→ **To do**:
Retype exactly the lines of the material below, from the one containing "Target: advertising billboard" through the last, with both ends kept.

→ **Data records**:
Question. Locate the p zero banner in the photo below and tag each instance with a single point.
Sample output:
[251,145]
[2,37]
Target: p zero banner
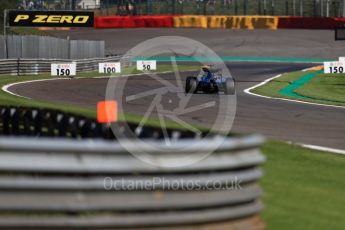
[24,18]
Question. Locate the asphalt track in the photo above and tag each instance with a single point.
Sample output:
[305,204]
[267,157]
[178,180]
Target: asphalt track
[291,121]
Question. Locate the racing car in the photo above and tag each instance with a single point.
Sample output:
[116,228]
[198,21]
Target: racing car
[210,81]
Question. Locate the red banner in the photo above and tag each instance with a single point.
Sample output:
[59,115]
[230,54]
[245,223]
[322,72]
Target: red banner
[309,22]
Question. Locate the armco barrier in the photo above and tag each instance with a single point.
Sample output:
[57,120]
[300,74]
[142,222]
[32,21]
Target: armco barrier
[188,21]
[309,23]
[133,21]
[82,184]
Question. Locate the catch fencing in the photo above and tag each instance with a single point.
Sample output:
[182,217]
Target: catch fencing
[31,46]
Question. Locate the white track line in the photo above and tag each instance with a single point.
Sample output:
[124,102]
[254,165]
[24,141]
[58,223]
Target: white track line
[248,91]
[5,88]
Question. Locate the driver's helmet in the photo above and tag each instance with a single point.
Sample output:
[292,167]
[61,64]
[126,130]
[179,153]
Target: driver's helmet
[205,68]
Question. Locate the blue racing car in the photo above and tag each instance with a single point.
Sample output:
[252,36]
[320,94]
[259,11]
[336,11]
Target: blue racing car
[210,81]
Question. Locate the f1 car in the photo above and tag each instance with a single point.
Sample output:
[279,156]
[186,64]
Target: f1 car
[210,81]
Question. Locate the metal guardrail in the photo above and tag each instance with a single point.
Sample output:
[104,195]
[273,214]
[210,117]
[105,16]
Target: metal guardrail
[35,66]
[64,183]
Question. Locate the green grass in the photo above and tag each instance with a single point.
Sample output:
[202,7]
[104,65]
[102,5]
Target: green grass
[303,189]
[323,89]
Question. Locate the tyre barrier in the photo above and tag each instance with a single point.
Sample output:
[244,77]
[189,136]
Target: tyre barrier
[82,184]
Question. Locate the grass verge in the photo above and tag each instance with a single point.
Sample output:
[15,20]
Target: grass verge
[323,88]
[303,189]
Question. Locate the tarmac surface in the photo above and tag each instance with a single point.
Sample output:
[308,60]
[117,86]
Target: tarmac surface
[283,120]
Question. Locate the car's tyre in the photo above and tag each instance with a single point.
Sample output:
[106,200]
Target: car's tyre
[229,87]
[191,85]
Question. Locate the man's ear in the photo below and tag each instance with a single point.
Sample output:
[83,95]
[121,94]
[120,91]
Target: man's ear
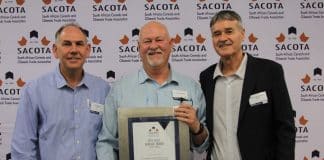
[54,50]
[88,50]
[172,42]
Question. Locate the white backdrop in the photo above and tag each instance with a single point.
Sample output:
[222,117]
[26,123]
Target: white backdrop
[285,31]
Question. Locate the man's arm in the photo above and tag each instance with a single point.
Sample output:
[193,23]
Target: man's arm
[284,119]
[24,143]
[107,144]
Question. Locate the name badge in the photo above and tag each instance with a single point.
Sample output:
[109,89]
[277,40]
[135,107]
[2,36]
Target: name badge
[258,98]
[179,94]
[96,107]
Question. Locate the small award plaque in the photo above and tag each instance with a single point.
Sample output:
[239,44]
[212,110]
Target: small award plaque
[152,133]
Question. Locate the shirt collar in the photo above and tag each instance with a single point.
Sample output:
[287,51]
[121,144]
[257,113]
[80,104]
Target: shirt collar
[143,77]
[61,82]
[240,72]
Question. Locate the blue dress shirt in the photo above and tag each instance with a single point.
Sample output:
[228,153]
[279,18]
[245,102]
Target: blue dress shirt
[54,121]
[139,90]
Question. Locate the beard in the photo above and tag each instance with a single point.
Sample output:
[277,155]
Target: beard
[154,61]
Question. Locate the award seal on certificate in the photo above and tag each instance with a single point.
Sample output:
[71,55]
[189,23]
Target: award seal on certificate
[152,133]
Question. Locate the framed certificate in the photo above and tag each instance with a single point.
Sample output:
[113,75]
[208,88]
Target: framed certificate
[152,133]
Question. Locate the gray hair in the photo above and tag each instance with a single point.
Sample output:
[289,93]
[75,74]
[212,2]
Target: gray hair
[59,31]
[226,15]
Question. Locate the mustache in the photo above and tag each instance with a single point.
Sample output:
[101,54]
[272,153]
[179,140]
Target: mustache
[224,43]
[152,51]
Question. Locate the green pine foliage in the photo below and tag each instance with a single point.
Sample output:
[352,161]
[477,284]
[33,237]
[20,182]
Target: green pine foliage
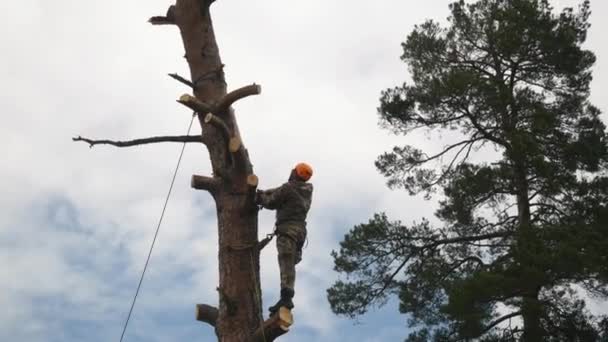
[524,238]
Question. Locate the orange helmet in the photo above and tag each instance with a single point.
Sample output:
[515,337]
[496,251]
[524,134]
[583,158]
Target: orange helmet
[304,171]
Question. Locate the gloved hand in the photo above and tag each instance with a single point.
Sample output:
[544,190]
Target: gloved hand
[258,196]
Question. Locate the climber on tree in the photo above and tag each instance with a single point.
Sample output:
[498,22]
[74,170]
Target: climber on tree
[292,202]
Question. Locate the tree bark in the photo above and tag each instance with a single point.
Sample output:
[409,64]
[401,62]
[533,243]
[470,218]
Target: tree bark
[239,314]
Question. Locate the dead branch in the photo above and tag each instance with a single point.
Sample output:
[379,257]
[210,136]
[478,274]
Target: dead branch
[207,314]
[235,95]
[168,19]
[277,325]
[182,80]
[143,141]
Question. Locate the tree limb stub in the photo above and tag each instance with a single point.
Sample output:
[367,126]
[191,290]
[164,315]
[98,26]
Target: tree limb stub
[277,325]
[182,80]
[223,104]
[195,104]
[252,185]
[219,124]
[235,95]
[207,314]
[168,19]
[204,183]
[143,141]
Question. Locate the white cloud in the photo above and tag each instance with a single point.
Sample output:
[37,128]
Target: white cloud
[97,69]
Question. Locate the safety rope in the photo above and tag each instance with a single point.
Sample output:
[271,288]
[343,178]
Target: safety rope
[160,220]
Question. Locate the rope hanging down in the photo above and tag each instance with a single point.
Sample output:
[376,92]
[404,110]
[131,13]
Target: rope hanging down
[160,220]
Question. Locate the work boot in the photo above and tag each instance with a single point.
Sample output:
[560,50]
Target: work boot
[286,296]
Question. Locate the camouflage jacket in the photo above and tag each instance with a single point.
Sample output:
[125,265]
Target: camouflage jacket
[291,200]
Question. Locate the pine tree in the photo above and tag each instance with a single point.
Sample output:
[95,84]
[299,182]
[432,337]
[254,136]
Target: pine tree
[523,238]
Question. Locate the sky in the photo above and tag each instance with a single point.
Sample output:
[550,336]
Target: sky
[76,223]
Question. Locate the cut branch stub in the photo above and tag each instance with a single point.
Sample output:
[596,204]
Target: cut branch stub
[168,19]
[235,95]
[252,185]
[182,80]
[207,313]
[277,325]
[220,124]
[204,183]
[223,104]
[234,145]
[195,104]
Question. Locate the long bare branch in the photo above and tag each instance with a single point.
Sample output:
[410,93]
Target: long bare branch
[142,141]
[500,320]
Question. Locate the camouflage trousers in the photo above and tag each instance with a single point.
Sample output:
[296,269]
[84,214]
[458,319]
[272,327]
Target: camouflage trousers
[290,240]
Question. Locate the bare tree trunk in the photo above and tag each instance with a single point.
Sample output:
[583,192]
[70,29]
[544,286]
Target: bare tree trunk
[232,185]
[239,287]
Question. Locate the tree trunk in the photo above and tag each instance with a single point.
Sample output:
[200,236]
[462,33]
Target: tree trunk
[527,243]
[531,315]
[239,281]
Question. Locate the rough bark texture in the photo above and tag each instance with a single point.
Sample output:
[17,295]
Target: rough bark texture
[239,287]
[233,184]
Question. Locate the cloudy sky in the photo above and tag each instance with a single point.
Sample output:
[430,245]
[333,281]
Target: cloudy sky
[76,223]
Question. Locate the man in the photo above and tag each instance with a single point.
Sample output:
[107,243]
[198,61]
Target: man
[292,202]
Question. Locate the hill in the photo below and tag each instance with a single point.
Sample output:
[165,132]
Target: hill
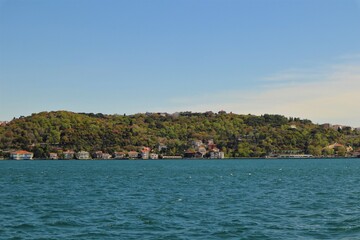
[172,134]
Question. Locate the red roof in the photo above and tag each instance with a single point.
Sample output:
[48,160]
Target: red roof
[21,152]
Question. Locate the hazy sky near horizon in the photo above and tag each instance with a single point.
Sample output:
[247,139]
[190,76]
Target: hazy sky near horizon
[298,58]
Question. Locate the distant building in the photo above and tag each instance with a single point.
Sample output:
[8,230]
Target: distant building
[83,155]
[3,123]
[326,125]
[133,155]
[202,150]
[69,154]
[21,155]
[119,155]
[106,156]
[145,153]
[197,143]
[162,147]
[216,154]
[189,153]
[154,156]
[53,156]
[98,154]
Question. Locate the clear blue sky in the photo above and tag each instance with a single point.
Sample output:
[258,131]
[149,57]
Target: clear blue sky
[293,57]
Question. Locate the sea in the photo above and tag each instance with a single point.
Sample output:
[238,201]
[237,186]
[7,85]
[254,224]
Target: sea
[180,199]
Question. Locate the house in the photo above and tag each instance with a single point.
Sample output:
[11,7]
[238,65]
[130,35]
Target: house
[326,125]
[98,154]
[69,154]
[145,153]
[189,153]
[199,155]
[83,155]
[21,155]
[154,156]
[133,154]
[3,123]
[119,155]
[197,143]
[202,150]
[53,156]
[106,156]
[162,147]
[216,154]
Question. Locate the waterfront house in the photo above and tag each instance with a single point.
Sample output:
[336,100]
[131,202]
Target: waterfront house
[133,154]
[154,156]
[145,153]
[216,154]
[197,143]
[53,156]
[119,155]
[106,156]
[69,154]
[202,150]
[189,153]
[21,155]
[98,154]
[83,155]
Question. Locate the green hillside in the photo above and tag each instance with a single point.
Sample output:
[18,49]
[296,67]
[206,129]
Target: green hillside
[236,135]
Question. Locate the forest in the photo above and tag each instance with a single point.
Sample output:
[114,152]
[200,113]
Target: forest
[234,134]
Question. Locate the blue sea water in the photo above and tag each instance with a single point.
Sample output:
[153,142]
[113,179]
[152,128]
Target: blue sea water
[180,199]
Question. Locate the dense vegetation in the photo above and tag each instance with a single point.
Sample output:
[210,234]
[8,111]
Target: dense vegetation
[236,135]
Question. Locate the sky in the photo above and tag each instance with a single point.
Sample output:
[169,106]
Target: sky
[297,58]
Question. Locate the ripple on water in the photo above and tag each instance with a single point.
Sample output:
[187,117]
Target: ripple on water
[180,199]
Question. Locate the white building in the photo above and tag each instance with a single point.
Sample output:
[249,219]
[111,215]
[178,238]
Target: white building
[82,155]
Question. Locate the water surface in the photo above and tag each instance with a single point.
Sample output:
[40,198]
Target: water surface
[180,199]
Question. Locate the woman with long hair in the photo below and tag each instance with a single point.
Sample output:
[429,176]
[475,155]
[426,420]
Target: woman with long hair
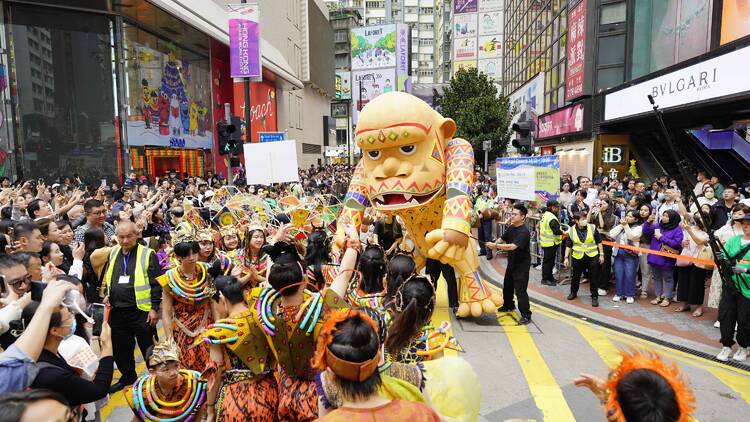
[666,237]
[186,306]
[628,232]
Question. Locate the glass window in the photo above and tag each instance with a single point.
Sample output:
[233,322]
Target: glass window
[612,13]
[611,50]
[67,123]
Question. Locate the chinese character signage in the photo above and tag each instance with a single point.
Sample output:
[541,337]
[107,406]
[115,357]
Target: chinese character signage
[574,79]
[244,41]
[374,47]
[464,6]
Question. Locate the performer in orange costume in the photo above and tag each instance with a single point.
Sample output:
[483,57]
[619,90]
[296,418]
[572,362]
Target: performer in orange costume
[413,167]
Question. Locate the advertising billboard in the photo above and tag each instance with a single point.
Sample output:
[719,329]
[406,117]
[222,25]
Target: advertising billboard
[244,41]
[465,49]
[368,84]
[465,25]
[735,20]
[490,47]
[343,85]
[373,47]
[574,79]
[491,22]
[464,6]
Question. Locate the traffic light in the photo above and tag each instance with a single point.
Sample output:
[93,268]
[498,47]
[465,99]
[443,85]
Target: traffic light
[226,140]
[524,141]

→ **Exercise answer**:
Target: advertising billboard
[244,41]
[465,49]
[368,84]
[465,25]
[735,20]
[490,47]
[343,85]
[373,47]
[574,79]
[491,22]
[464,6]
Question. Locate the traffic light in the photo above and tag each instance with a single point.
Sample output:
[93,268]
[498,47]
[465,99]
[443,85]
Target: traffic light
[226,140]
[524,141]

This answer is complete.